Your instructions —
Please give a word-for-word repeat of the line containing "Task: mark each instance of the pagoda" and all lines that come after it in the entries below, ending at the last line.

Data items

--*--

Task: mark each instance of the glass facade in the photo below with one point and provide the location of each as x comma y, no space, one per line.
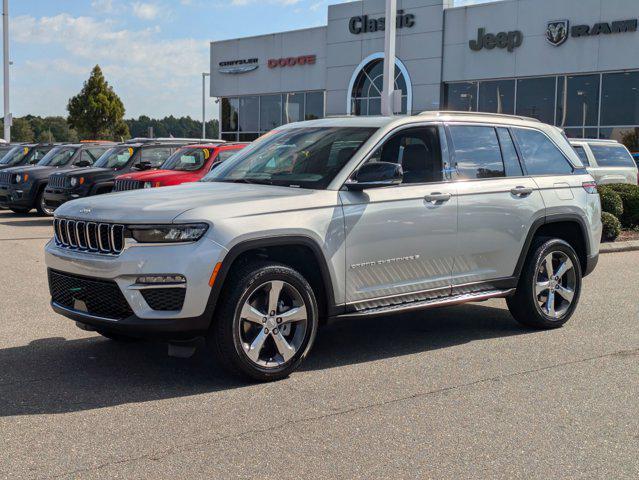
600,105
246,118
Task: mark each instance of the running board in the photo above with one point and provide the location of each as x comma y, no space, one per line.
437,302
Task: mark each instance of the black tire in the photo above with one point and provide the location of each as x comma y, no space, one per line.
41,207
524,305
20,211
118,337
224,338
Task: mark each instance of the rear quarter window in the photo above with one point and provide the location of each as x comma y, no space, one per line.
540,155
612,156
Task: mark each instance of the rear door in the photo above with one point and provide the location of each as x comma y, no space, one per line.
498,204
400,241
614,164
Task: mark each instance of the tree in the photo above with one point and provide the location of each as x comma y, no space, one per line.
21,131
97,112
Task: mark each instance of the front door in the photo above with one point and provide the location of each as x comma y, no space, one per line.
400,241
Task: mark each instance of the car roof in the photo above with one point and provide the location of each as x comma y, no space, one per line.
441,116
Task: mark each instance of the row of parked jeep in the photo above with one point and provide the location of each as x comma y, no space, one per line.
45,176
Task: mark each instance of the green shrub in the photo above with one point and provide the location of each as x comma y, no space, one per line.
610,201
630,198
611,227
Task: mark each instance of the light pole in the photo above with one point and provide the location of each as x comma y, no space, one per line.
204,75
5,54
388,92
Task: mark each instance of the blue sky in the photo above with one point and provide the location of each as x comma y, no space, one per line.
152,51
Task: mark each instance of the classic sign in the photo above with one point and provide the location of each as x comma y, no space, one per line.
509,40
365,24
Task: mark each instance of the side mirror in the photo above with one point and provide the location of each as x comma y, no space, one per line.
375,175
146,165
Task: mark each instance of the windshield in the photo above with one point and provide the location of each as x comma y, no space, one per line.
58,157
14,156
187,159
612,156
296,157
115,158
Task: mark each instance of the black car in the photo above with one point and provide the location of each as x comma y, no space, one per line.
24,154
22,188
100,178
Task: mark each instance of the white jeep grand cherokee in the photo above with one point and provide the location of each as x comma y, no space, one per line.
335,218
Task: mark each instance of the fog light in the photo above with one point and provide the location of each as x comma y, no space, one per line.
161,279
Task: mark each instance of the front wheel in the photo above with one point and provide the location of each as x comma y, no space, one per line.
42,207
266,323
549,287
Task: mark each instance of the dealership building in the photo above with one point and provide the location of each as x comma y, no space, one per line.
571,63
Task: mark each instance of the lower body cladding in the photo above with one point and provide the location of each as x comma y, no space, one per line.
145,291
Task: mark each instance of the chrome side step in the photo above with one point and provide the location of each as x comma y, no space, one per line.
437,302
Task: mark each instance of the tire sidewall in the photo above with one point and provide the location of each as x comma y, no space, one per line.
542,252
260,276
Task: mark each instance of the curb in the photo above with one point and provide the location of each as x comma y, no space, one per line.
617,247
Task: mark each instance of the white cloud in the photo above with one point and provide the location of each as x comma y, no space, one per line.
145,11
153,76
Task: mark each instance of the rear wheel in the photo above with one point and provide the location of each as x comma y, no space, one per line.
267,323
549,287
42,207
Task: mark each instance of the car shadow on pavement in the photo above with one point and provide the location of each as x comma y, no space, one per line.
55,375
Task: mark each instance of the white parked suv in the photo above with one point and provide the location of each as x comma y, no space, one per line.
608,161
335,218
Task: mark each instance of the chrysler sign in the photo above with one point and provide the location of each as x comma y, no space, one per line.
238,66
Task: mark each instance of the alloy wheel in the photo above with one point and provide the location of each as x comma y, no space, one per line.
272,324
556,281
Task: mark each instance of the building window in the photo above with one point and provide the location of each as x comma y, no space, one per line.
314,106
620,99
578,101
461,96
293,107
246,118
366,88
497,96
536,98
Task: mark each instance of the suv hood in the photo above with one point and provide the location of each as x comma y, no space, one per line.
203,201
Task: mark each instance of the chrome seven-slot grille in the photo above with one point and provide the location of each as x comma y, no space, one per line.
5,178
122,185
57,181
103,238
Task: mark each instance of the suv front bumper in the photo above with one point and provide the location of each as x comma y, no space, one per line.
194,261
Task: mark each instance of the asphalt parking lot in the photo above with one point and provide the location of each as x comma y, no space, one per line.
461,392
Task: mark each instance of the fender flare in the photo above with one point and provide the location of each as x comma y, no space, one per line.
546,220
247,245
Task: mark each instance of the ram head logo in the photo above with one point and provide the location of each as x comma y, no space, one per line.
557,32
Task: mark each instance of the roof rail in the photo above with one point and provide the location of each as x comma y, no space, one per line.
481,114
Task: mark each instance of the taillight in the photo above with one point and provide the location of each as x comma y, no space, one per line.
590,187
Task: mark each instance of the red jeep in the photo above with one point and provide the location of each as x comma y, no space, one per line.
189,164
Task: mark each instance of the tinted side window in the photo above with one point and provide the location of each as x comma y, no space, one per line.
509,154
155,156
417,150
612,156
476,152
540,155
581,151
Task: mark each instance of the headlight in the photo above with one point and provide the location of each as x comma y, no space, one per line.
168,233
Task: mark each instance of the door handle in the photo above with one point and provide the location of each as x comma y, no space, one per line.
521,191
437,197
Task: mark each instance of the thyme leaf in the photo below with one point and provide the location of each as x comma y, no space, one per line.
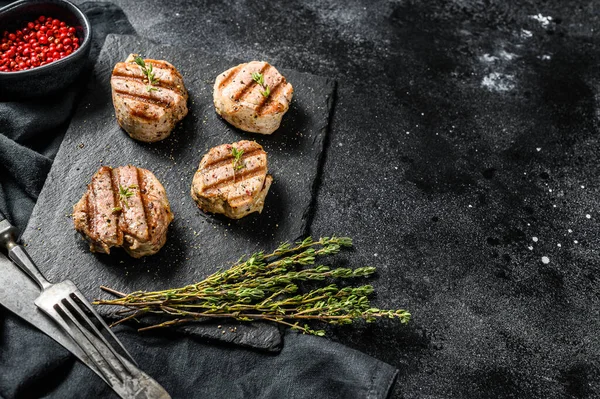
148,71
266,286
260,79
237,158
124,193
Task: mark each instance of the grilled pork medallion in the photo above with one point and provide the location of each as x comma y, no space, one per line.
232,179
149,97
124,207
253,97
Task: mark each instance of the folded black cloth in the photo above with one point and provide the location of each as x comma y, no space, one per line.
31,131
32,365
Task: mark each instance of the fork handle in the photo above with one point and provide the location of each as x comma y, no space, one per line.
18,254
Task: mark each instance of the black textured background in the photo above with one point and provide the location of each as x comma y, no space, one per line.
463,150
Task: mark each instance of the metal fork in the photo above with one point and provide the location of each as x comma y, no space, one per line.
65,304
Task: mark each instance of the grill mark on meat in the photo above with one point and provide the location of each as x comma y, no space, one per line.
114,184
215,187
89,221
231,75
136,78
144,98
224,161
245,91
143,193
263,107
143,115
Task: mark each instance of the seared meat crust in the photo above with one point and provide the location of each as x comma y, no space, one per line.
124,207
239,100
148,115
235,189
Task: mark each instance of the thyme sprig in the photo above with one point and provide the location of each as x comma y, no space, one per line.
237,158
148,71
264,286
260,79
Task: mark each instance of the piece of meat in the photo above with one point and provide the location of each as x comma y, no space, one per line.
234,188
124,207
148,112
244,103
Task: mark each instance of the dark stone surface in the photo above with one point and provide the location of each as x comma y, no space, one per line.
198,244
448,211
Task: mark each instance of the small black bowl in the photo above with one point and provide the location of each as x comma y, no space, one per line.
50,78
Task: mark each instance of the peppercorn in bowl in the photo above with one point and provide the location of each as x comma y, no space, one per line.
44,46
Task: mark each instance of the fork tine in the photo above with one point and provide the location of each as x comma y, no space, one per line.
74,314
80,339
75,300
85,303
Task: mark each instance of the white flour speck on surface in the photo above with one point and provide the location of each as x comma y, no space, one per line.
543,20
526,34
498,82
545,260
487,58
505,55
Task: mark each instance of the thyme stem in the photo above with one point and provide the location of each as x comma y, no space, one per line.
264,286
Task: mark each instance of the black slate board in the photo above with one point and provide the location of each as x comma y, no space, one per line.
198,244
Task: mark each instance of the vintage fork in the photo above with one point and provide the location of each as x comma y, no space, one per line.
65,304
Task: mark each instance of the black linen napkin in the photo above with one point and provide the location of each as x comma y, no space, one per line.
31,131
32,365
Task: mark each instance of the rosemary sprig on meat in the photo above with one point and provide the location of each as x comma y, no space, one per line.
148,71
264,286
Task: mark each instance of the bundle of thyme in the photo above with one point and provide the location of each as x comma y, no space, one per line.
264,286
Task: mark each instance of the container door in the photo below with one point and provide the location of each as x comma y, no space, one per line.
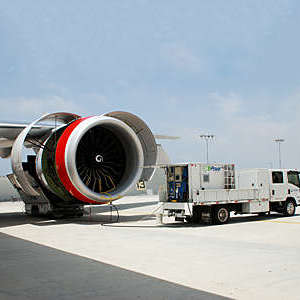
278,186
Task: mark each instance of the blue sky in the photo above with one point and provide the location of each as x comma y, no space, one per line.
230,68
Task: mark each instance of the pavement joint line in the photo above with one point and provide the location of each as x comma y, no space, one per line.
286,222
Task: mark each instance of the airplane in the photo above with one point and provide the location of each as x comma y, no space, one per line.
78,160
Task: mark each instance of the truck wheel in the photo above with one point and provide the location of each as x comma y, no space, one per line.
221,215
289,208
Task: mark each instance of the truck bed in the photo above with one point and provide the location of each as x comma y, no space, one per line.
208,197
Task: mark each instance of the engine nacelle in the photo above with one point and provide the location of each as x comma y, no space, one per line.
96,159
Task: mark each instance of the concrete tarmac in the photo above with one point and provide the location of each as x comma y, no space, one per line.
250,258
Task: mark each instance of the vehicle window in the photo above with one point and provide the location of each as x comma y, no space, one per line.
277,177
293,178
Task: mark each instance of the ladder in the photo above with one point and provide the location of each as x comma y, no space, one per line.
229,177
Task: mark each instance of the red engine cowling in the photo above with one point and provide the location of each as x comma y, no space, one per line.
97,159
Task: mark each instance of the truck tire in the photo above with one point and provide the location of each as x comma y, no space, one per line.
289,208
221,215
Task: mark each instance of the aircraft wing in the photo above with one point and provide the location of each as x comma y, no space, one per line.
10,131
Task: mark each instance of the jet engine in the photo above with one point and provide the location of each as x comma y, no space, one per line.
91,160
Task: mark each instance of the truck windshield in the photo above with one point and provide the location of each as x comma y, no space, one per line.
293,178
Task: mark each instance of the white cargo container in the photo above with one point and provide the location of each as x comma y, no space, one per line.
209,192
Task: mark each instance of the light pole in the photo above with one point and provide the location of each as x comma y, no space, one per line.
279,141
206,138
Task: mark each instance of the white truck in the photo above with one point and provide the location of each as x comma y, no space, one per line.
209,192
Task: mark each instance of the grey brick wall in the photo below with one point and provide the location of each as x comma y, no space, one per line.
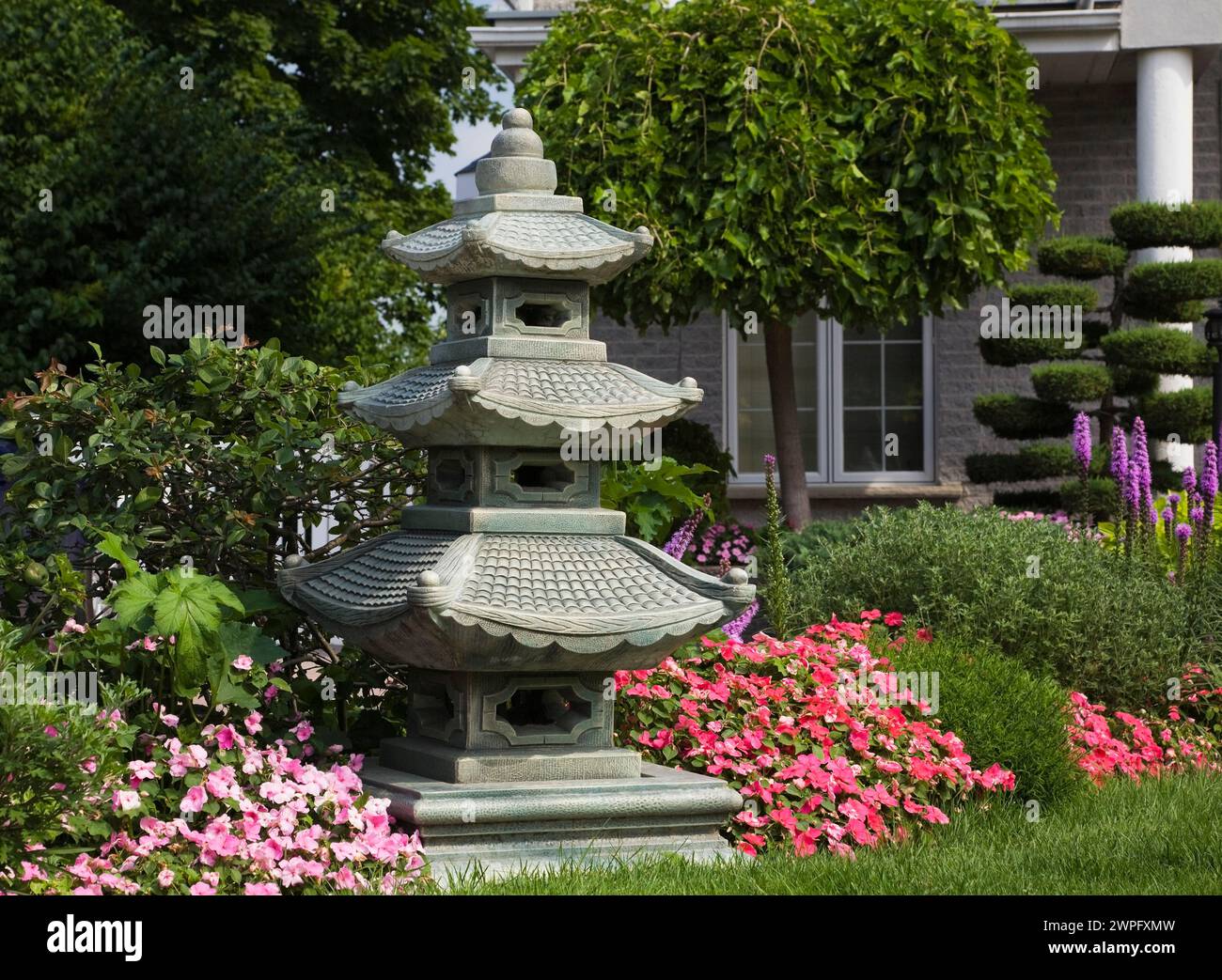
1091,142
1092,146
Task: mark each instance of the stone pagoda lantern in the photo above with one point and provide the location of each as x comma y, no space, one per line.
511,597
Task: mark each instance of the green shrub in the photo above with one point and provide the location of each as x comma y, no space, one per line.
1082,257
1035,462
1015,417
1155,349
1152,225
1188,413
655,496
1171,291
1133,382
1055,295
1074,381
689,443
1001,711
813,541
1070,609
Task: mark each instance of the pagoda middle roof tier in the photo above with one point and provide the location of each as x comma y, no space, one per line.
495,601
572,395
542,243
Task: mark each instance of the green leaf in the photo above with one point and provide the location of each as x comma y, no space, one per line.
111,545
133,599
245,638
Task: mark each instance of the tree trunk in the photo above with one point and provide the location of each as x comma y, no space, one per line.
790,464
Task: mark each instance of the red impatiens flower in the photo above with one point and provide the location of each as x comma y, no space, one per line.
823,763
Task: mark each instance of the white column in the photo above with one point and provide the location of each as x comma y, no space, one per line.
1165,171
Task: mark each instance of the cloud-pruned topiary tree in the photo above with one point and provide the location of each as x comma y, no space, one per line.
878,162
1115,373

--*--

Answer section —
Task: mark each instance of the pagoda middle roof tier in the photo above with one point and provide the location of each as x comma y, no space, one per line.
495,601
572,395
542,243
Task: mark each instance of the green leaf in the photo above with one point and provide the location of each as x comma y, no space, one per line.
111,545
133,599
245,638
Task: mark each instance of the tree trunk in the photo above with one point and provide the location of each as x comma y, no space, one per line.
790,464
Task: mark each instance of the red impatiens flower in the photo above with one point and provide the location of each as x comma y, no space, one per line.
823,763
Task: mark each instance of the white column in the photo above with one point and provide the location of each as x comma y, no space, one per line.
1165,171
Task: mark each instance of the cloud-pruned topiary tree in the photo above with one point and provide the location of each as x comma y, no space, one per line.
878,162
1115,373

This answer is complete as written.